- **Record**
------------------------------------------------------------

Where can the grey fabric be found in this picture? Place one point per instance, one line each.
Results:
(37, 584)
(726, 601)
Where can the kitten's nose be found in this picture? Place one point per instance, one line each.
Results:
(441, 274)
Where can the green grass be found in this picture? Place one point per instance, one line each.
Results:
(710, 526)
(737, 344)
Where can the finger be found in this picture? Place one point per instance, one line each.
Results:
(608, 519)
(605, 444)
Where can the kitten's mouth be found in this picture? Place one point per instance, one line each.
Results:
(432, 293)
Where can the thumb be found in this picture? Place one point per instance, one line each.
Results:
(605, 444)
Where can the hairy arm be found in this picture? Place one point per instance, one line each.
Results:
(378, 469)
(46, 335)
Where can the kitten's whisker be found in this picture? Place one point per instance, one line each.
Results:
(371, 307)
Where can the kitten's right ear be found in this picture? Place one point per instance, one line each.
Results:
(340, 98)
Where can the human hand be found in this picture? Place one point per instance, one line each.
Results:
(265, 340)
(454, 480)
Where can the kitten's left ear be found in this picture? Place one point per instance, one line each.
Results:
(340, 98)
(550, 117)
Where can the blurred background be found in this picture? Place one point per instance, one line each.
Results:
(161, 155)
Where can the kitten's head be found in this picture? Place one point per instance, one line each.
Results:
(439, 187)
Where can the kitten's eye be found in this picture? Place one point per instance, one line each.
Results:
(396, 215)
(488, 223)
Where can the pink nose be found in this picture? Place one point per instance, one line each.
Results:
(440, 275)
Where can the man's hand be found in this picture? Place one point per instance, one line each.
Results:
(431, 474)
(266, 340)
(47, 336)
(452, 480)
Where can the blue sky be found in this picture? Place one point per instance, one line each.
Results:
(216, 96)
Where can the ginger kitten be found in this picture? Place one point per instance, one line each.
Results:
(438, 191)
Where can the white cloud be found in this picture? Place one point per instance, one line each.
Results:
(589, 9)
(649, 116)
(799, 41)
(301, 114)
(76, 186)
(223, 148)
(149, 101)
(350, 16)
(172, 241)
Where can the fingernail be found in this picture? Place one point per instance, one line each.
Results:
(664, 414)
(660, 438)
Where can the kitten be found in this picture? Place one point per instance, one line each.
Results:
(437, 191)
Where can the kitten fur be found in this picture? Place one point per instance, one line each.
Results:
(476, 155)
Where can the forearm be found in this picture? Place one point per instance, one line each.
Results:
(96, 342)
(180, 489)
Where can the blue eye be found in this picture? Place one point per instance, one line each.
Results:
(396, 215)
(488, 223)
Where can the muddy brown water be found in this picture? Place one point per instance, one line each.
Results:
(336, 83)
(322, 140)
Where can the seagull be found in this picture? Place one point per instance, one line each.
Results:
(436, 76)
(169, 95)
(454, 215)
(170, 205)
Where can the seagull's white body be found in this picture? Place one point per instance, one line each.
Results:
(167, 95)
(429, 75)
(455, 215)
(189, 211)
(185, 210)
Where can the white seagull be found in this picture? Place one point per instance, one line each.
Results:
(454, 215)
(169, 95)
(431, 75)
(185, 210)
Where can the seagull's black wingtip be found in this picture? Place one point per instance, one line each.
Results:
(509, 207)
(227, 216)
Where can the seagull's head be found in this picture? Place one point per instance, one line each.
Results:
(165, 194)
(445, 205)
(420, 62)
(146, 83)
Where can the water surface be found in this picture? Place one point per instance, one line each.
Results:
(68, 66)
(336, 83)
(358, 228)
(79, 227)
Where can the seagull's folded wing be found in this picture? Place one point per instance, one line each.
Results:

------------------------------------------------------------

- **COMPITO RICHIESTO**
Stampa senza alcuna modifica il tratto delle voci che va dalla riga contenente "Where can the seagull's white" fino alla fine delle voci, estremi inclusi.

- **RISULTATO QUI SOTTO**
Where can the seagull's white body be found in this picture? Place one point per instance, one line each.
Results:
(167, 95)
(429, 75)
(455, 215)
(189, 211)
(185, 210)
Where can the white seagull be found in this picture? Place one point per instance, one line each.
Results:
(454, 215)
(169, 95)
(431, 75)
(185, 210)
Where can the seagull's black wingtip be found in this picture? Place one point per instance, one line each.
Results:
(509, 207)
(227, 216)
Where can the seagull's head be found in this picture? Place one point per instance, one line each.
Results:
(165, 194)
(445, 205)
(420, 62)
(146, 83)
Where can the water surface be found in this picture? Place one point per instance, one line each.
Results:
(68, 66)
(336, 83)
(358, 228)
(79, 227)
Where can the seagull's folded wing be found in this picture? Place one point per instance, one line each.
Results:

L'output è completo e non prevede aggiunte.